__TASK DIRECTIONS__:
Copy out the entries below, beginning with the line that contains "ear in the photo above." and running through the final line of the entries, both ends included. Leave the requests unchanged, but multiply every point coordinate in the answers by 0.6 and round each result to a whole number, with halves rounded up.
──────── RECORDS FOR THIS TASK
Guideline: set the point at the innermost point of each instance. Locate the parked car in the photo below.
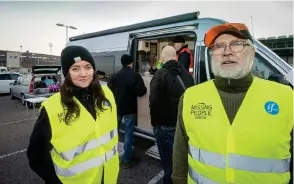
(42, 82)
(5, 81)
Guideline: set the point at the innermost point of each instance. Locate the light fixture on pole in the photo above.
(66, 29)
(20, 53)
(50, 45)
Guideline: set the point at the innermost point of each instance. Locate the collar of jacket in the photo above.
(82, 94)
(234, 85)
(185, 46)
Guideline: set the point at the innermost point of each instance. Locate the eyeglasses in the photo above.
(235, 47)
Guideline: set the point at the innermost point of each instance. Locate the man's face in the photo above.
(230, 64)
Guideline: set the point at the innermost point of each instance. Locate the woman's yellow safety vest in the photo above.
(84, 148)
(253, 150)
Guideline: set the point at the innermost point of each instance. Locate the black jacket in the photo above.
(184, 58)
(39, 148)
(126, 86)
(165, 92)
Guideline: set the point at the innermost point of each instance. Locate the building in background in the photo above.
(23, 62)
(281, 45)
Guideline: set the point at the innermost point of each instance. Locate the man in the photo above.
(126, 86)
(236, 128)
(156, 66)
(166, 88)
(185, 56)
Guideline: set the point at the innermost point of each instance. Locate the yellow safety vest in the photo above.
(253, 150)
(81, 150)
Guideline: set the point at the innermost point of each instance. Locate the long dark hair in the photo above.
(71, 108)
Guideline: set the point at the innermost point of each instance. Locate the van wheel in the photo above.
(30, 105)
(23, 99)
(11, 96)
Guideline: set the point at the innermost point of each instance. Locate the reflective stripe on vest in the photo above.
(197, 178)
(240, 162)
(84, 166)
(92, 144)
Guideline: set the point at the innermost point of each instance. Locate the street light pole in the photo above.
(21, 54)
(66, 33)
(66, 29)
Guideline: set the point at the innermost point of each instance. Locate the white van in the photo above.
(3, 69)
(148, 37)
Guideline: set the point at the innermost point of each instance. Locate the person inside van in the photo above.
(166, 87)
(156, 66)
(236, 128)
(184, 55)
(127, 86)
(75, 136)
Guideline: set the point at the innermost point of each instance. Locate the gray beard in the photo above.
(237, 72)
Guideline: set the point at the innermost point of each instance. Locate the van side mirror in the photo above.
(279, 78)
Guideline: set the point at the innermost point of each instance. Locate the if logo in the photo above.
(271, 108)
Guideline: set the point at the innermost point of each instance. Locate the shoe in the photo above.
(127, 165)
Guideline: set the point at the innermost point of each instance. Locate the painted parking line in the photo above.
(157, 178)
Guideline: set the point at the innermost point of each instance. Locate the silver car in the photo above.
(44, 81)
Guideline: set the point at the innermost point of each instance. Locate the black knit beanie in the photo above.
(126, 59)
(73, 54)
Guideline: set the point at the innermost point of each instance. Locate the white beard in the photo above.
(237, 72)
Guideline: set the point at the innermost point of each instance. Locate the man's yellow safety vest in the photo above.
(83, 149)
(254, 149)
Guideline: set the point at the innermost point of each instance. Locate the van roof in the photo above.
(152, 23)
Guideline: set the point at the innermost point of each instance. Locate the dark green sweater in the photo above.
(232, 93)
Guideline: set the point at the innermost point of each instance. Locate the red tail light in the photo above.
(31, 88)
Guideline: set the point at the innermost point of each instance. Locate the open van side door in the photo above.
(144, 128)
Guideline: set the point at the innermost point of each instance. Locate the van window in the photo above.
(5, 77)
(261, 67)
(14, 76)
(26, 81)
(202, 66)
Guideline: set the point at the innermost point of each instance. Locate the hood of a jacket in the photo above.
(173, 66)
(185, 46)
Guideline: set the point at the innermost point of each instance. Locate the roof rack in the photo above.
(152, 23)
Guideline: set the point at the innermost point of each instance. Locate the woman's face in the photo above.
(81, 74)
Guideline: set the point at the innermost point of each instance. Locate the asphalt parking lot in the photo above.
(16, 125)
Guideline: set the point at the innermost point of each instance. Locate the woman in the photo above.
(74, 140)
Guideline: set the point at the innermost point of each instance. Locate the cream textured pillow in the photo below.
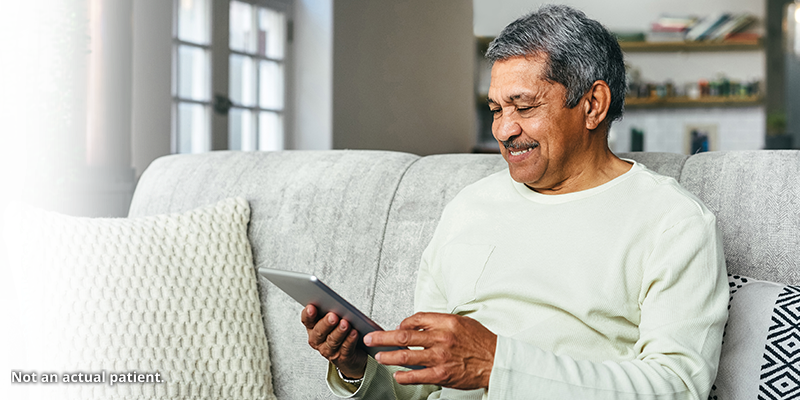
(174, 294)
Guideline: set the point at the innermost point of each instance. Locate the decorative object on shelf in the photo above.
(777, 137)
(676, 29)
(637, 139)
(719, 92)
(42, 103)
(700, 138)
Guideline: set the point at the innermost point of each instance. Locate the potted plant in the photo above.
(40, 158)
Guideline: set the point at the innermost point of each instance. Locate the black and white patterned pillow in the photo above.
(761, 347)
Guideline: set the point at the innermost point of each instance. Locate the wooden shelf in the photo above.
(685, 102)
(663, 47)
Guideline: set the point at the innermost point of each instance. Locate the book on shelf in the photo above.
(734, 25)
(706, 27)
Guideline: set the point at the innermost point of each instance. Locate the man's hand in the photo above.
(335, 340)
(458, 351)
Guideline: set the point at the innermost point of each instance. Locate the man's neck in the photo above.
(595, 169)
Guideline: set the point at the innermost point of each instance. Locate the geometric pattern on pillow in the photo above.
(780, 373)
(760, 356)
(174, 294)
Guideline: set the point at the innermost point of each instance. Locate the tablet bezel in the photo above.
(308, 289)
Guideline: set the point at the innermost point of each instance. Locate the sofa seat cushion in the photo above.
(169, 294)
(761, 347)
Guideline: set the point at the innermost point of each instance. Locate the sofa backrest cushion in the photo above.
(316, 212)
(756, 198)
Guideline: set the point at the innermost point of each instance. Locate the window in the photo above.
(257, 37)
(248, 105)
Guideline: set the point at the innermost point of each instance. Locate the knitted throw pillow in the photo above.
(761, 347)
(171, 294)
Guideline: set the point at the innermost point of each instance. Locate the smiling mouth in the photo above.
(522, 148)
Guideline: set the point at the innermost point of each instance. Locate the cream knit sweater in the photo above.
(616, 292)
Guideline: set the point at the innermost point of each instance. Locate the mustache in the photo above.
(519, 144)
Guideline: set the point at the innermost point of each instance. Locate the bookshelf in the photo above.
(666, 47)
(686, 102)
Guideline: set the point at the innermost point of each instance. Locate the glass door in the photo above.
(237, 50)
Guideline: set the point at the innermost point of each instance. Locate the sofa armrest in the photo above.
(16, 358)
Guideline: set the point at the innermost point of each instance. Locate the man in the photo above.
(572, 275)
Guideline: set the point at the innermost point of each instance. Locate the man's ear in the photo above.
(596, 103)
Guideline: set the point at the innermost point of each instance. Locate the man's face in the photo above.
(538, 136)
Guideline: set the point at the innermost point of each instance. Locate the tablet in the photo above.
(307, 289)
────────────────
__ANSWER TO THE PROBLEM__:
Guideline: set the point at the innermost point of each instance. Locate the man's ear in the photo above.
(358, 62)
Guideline: set the point at the innermost point of each instance. Locate the man's face in the photo above.
(323, 82)
Guideline: set the point at the innermost point of each instance. Locate the tablet in the photo above.
(184, 173)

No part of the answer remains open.